Der Poe Toaster (engl. to toast, auf jemanden anstoßen) war eine mysteriöse Gestalt, die über 60 Jahre (1949–2009) alljährlich dem verstorbenen US-amerikanischen Autor Edgar Allan Poe (1809–1849) an dessen Geburtstag Tribut zollte. Sie trug dabei einen schwarzen Mantel und einen schwarzen Hut; ihr Gesicht war verschleiert.

Die rätselhafte Tradition dieses Poe Toasters wurde erstmals im Jahr 1949 von Passanten beobachtet. In den frühen Morgenstunden des 19. Januar (dem Geburtstag von Poe) erschien eine ganz in Schwarz gekleidete Person, betrat die Westminster Hall in Baltimore, Maryland, und ging dann über den Friedhof zum Grab des Schriftstellers. Dort legte der Poe Toaster drei Rosen und eine Flasche Cognac nieder und erhob sein Glas auf Poe. Man nimmt an, dass die Rosen für folgende drei Personen gedacht waren: Poe selbst, seine Frau Virginia und seine Schwiegermutter Maria Clemm. Weshalb der Toaster noch eine kleine Flasche Cognac hinzulegte, blieb sein Geheimnis; in Poes Werk findet sich das Getränk nicht. Viele dieser Flaschen sind aber von der Edgar Allan Poe Society gesammelt und aufbewahrt worden.

• [Aufgaben]
(A) Beantworte anhand des Texts über den Poe Toaster:
(i) Welche Kleidung trug die Gestalt, und wie war ihr Gesicht?
(ii) In welcher Stadt und in welchem Bundesstaat liegt die Westminster Hall?
(iii) Wer hat viele der Cognacflaschen gesammelt und aufbewahrt?
(B) Liste jede im Text über den Poe Toaster genannte Jahreszahl einmal auf, aufsteigend sortiert.

• [Bildeinträge zu benannten Bereichen]
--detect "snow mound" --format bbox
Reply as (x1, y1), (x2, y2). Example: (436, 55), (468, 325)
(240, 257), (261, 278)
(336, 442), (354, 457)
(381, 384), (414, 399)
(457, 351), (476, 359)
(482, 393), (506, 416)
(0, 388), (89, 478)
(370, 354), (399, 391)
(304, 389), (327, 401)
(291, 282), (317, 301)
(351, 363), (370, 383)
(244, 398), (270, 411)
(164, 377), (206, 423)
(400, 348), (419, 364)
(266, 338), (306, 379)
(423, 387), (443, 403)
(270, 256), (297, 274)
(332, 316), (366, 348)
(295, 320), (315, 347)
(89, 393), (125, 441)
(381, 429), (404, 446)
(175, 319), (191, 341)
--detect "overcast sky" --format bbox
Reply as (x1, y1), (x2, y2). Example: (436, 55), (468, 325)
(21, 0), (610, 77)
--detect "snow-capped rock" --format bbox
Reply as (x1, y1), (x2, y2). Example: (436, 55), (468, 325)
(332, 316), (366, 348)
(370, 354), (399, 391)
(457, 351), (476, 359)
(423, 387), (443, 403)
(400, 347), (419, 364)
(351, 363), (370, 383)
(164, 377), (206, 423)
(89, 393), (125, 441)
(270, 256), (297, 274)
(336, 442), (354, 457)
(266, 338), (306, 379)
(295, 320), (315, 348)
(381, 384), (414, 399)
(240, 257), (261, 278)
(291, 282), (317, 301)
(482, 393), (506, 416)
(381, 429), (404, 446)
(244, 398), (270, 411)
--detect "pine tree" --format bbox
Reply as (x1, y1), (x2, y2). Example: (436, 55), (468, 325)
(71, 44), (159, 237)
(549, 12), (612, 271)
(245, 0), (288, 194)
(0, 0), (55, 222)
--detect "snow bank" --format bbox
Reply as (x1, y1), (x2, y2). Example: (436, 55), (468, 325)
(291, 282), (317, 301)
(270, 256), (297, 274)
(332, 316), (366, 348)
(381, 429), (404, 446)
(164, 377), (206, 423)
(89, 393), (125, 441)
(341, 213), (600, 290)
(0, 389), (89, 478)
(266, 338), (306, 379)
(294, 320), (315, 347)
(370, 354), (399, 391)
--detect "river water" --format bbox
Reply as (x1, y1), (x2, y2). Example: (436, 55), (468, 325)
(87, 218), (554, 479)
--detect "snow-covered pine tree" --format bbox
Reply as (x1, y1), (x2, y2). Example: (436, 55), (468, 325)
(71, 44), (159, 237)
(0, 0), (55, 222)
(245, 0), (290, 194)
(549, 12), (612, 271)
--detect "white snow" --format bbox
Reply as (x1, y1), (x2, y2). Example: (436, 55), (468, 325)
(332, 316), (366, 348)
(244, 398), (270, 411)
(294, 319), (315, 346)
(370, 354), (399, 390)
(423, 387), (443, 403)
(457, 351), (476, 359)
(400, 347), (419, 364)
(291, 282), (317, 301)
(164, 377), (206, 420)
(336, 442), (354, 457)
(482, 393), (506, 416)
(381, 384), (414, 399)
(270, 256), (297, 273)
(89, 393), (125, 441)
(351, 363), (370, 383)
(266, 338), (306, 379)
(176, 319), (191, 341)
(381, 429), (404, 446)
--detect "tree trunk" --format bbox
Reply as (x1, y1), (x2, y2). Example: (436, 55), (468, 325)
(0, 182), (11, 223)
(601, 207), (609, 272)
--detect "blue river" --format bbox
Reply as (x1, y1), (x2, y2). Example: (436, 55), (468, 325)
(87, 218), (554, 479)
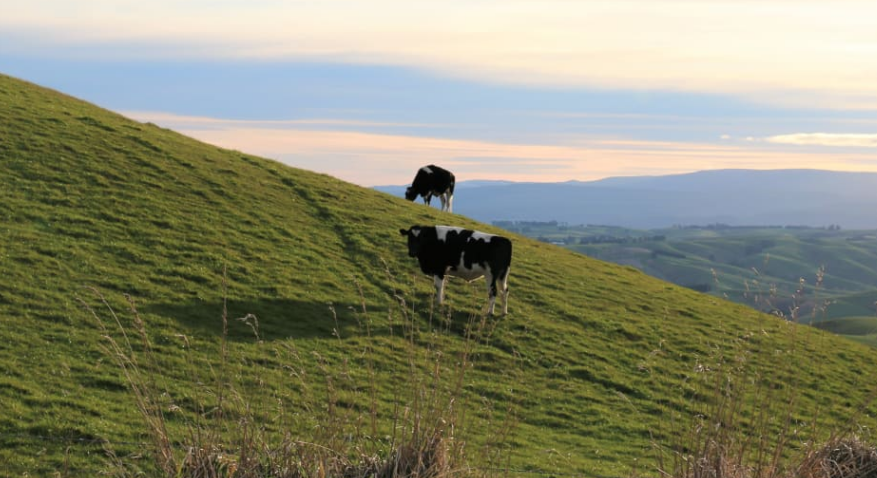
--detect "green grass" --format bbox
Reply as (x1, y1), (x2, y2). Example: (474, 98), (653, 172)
(518, 223), (877, 323)
(0, 76), (877, 476)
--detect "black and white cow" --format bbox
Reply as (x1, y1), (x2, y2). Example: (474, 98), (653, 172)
(399, 226), (512, 315)
(405, 164), (456, 212)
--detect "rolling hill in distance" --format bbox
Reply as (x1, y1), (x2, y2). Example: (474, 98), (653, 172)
(0, 75), (877, 476)
(376, 170), (877, 229)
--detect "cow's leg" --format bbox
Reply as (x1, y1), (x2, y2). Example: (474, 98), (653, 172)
(433, 276), (445, 305)
(484, 272), (496, 315)
(499, 269), (509, 315)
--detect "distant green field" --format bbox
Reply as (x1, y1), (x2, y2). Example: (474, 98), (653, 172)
(506, 223), (877, 322)
(0, 76), (877, 476)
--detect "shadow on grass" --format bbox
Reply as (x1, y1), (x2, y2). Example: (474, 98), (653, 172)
(140, 299), (376, 341)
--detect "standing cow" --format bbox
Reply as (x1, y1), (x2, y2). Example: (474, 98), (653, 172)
(405, 164), (456, 212)
(399, 226), (512, 315)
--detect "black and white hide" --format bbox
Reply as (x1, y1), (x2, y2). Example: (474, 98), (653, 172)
(399, 226), (512, 315)
(405, 164), (456, 212)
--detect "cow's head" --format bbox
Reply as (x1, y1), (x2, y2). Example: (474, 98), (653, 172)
(405, 186), (417, 201)
(399, 226), (421, 257)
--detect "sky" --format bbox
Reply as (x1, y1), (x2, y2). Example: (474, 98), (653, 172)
(0, 0), (877, 186)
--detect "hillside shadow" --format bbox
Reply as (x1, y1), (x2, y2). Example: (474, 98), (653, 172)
(140, 299), (374, 341)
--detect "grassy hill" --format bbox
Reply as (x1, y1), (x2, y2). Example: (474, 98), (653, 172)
(0, 76), (877, 476)
(512, 222), (877, 323)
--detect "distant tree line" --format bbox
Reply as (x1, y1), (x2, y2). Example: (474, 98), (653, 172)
(672, 222), (840, 231)
(579, 234), (667, 244)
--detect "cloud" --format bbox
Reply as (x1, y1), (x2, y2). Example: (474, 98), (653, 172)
(0, 0), (877, 109)
(765, 133), (877, 148)
(132, 113), (877, 186)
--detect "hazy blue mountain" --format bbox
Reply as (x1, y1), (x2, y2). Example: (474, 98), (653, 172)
(376, 169), (877, 229)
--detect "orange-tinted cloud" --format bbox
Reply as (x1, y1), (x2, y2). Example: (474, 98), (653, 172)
(131, 113), (877, 186)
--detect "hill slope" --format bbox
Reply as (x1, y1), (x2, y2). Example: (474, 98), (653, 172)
(0, 76), (877, 476)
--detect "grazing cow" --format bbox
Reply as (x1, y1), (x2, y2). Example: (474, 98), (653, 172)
(399, 226), (512, 315)
(405, 164), (456, 212)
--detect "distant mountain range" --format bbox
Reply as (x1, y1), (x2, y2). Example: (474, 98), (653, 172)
(375, 169), (877, 229)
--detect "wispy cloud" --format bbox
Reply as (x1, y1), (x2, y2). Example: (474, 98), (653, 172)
(765, 133), (877, 148)
(121, 111), (443, 129)
(130, 114), (877, 186)
(0, 0), (877, 109)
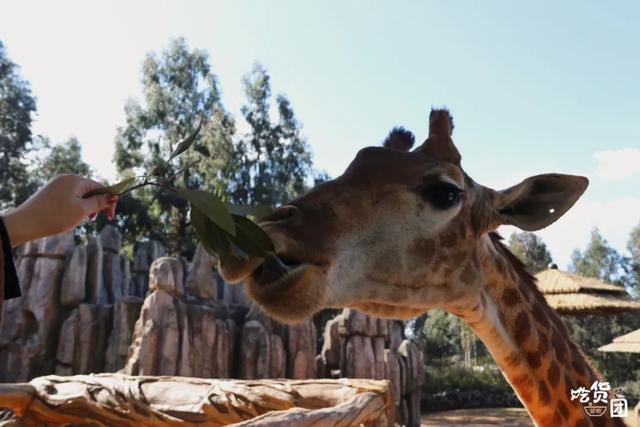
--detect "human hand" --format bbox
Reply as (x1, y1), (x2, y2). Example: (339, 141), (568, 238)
(3, 175), (118, 247)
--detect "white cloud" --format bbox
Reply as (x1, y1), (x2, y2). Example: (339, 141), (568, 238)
(593, 148), (640, 181)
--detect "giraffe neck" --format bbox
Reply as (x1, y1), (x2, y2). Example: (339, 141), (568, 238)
(454, 235), (624, 427)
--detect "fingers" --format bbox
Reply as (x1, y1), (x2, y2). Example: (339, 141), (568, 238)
(104, 200), (117, 221)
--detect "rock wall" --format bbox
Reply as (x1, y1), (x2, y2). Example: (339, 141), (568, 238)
(317, 309), (424, 426)
(0, 226), (423, 425)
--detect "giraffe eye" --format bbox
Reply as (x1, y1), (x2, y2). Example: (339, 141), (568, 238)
(420, 181), (463, 210)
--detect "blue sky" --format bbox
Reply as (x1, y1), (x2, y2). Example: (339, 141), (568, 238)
(0, 0), (640, 266)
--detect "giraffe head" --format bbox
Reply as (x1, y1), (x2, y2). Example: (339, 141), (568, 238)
(221, 110), (588, 321)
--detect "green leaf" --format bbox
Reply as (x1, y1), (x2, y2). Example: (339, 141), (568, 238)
(82, 178), (135, 199)
(227, 203), (273, 218)
(167, 120), (202, 163)
(231, 215), (275, 257)
(191, 204), (231, 264)
(172, 186), (236, 236)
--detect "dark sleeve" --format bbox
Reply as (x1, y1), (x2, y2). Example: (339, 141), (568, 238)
(0, 217), (20, 299)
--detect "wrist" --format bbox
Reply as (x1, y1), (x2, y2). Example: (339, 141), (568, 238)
(2, 209), (37, 248)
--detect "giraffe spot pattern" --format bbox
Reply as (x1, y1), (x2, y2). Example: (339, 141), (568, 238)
(458, 221), (467, 240)
(547, 360), (560, 389)
(527, 351), (542, 369)
(538, 381), (551, 405)
(412, 239), (436, 262)
(531, 304), (549, 329)
(440, 231), (458, 248)
(558, 400), (569, 420)
(538, 331), (549, 356)
(514, 311), (531, 345)
(460, 263), (475, 283)
(502, 288), (520, 307)
(551, 328), (567, 359)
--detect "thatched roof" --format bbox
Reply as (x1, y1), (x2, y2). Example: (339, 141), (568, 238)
(536, 269), (627, 295)
(598, 329), (640, 353)
(536, 270), (640, 314)
(544, 293), (640, 314)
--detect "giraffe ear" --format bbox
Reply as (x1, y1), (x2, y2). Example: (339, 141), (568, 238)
(495, 173), (589, 231)
(382, 127), (416, 151)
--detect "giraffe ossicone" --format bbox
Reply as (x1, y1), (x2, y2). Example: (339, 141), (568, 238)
(220, 109), (622, 427)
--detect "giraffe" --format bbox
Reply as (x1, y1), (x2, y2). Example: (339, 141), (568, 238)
(220, 109), (623, 427)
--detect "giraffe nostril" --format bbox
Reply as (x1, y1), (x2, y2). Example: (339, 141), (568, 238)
(261, 205), (300, 226)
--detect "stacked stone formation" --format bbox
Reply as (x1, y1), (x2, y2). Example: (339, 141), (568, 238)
(317, 309), (424, 426)
(0, 234), (422, 425)
(238, 305), (317, 379)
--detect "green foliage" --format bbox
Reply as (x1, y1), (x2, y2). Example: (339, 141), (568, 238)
(509, 231), (553, 274)
(34, 138), (93, 184)
(0, 42), (37, 210)
(228, 65), (311, 206)
(627, 224), (640, 295)
(115, 39), (311, 256)
(569, 228), (626, 285)
(104, 125), (273, 264)
(422, 310), (462, 360)
(115, 39), (235, 256)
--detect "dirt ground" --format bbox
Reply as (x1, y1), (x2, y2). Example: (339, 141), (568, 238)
(422, 408), (639, 427)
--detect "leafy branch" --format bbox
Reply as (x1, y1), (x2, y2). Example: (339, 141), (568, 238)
(83, 122), (274, 264)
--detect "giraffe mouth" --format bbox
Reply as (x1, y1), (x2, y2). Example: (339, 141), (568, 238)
(245, 256), (326, 323)
(251, 256), (304, 287)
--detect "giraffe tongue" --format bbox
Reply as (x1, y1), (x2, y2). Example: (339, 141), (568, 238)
(256, 256), (289, 285)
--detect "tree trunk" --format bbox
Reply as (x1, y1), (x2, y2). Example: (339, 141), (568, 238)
(0, 374), (395, 427)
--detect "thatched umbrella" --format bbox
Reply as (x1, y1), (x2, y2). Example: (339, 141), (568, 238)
(536, 269), (640, 314)
(598, 329), (640, 353)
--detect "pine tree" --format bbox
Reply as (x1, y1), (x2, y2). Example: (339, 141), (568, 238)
(0, 42), (37, 210)
(509, 231), (553, 274)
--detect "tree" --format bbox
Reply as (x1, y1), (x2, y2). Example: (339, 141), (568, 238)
(115, 39), (235, 256)
(627, 224), (640, 295)
(0, 42), (36, 209)
(563, 228), (640, 386)
(569, 228), (626, 285)
(229, 65), (312, 206)
(422, 310), (462, 360)
(34, 138), (93, 183)
(509, 231), (553, 274)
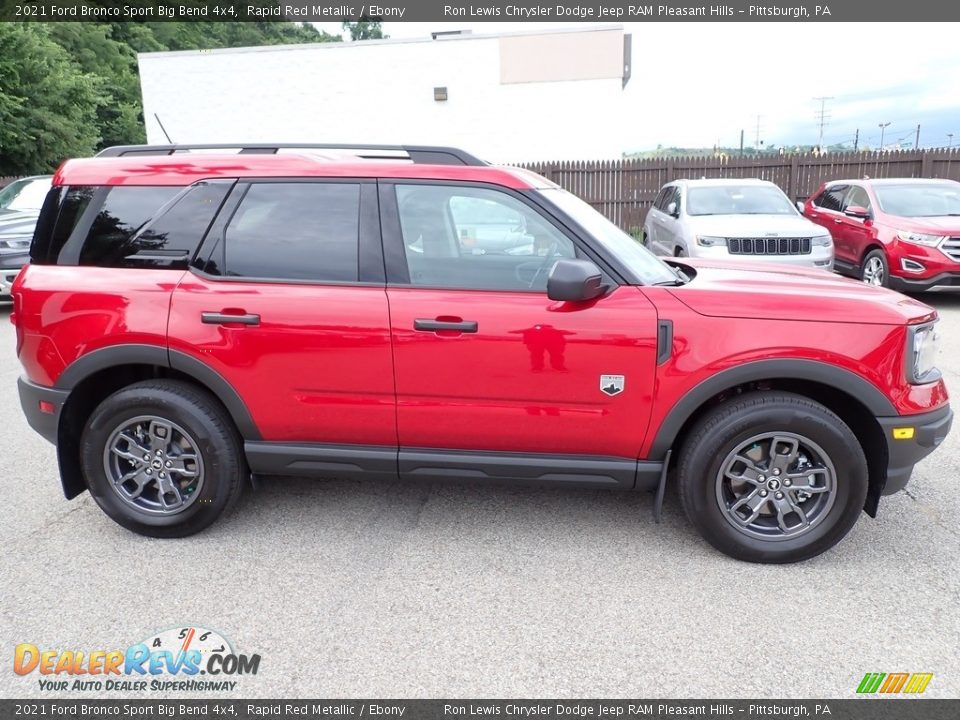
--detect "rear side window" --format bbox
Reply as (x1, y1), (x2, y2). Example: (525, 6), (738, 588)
(813, 185), (848, 212)
(214, 182), (360, 282)
(31, 181), (231, 268)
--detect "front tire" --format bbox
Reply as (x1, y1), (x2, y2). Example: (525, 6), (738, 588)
(860, 250), (890, 287)
(677, 392), (868, 563)
(80, 380), (247, 538)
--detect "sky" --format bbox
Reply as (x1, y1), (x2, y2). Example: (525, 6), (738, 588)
(315, 22), (960, 151)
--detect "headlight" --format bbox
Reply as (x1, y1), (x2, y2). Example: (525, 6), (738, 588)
(907, 321), (940, 383)
(0, 235), (33, 250)
(897, 230), (944, 247)
(697, 235), (727, 247)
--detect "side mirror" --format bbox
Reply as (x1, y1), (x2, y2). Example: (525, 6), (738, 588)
(547, 260), (607, 302)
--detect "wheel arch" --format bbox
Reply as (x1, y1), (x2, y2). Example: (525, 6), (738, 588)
(647, 359), (899, 517)
(54, 345), (262, 499)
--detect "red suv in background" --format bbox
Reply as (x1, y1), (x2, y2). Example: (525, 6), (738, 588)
(803, 178), (960, 291)
(13, 146), (952, 562)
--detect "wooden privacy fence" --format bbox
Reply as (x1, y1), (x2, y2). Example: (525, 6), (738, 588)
(520, 149), (960, 232)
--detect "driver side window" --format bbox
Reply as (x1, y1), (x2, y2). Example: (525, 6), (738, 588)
(396, 185), (576, 292)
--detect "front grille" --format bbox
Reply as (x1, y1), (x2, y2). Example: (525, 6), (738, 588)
(940, 237), (960, 262)
(727, 238), (808, 255)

• [Antworten]
(A)
(i) Einen schwarzen Mantel und einen schwarzen Hut; ihr Gesicht war verschleiert.
(ii) In Baltimore, Maryland.
(iii) Die Edgar Allan Poe Society.

(B) 1809, 1849, 1949, 2009